● **TASK OBJECTIVE**: Report every line in the data below that contains the word "baseboard", copying each such line in full.
# START OF RECORDS FOR THIS EXERCISE
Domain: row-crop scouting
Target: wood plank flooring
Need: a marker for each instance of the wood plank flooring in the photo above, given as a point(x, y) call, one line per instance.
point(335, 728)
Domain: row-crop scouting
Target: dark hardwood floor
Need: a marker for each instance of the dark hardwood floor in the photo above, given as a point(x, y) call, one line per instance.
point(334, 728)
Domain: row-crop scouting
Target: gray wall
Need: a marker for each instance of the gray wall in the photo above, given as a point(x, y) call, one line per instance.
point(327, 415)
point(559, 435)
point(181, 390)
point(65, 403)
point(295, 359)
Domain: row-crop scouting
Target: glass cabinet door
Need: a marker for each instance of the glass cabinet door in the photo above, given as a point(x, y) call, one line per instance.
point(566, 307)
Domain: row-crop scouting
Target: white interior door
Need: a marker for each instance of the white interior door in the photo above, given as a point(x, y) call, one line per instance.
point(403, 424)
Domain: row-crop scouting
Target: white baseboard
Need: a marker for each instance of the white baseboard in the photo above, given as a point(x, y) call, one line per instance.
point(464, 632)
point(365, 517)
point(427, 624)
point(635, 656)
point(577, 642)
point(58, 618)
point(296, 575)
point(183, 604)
# END OF RECORDS FOR THIS EXERCISE
# START OF RECORDS FOR THIS EXERCISE
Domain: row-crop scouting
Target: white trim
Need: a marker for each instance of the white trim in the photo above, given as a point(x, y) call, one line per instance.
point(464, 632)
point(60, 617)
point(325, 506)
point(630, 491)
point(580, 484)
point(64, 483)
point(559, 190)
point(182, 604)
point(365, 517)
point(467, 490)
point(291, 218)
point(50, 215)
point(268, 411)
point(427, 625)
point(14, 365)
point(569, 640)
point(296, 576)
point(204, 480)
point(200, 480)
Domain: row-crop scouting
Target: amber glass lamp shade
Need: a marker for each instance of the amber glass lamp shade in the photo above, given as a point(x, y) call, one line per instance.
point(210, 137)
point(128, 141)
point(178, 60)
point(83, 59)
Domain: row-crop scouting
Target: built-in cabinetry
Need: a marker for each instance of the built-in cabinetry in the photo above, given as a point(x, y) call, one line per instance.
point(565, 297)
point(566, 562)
# END OF RECORDS FOR THIS EXERCISE
# START OF RECORDS FOR THIS EXERCISE
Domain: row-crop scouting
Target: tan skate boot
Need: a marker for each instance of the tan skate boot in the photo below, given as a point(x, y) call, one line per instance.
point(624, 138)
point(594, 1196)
# END OF RECORDS FOR THIS EXERCISE
● **TASK ANSWER**:
Target: white baseboard
Need: a marker for each instance of the white baseboard in the photo above, given as a point(x, y) call, one line per instance.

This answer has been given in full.